In the listing below, switch every "overcast sky" to "cloudy sky" and keep all other text unchanged. Leave the pictures out of your copy.

▼

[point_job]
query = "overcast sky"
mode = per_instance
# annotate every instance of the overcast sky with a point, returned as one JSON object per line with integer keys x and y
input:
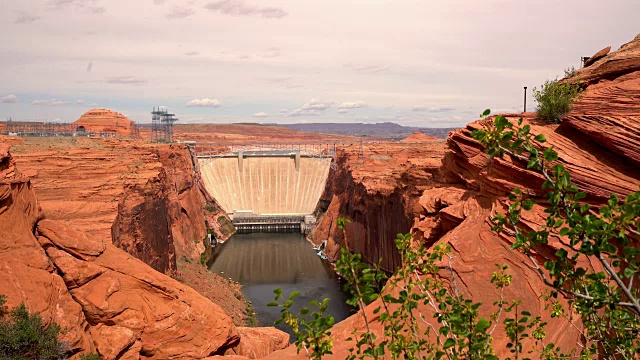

▲

> _Result_
[point_job]
query = "cloudy sky"
mode = per_instance
# annotate every instance of the cloudy sky with a point, returned as one JSON object per line with integer keys x and y
input:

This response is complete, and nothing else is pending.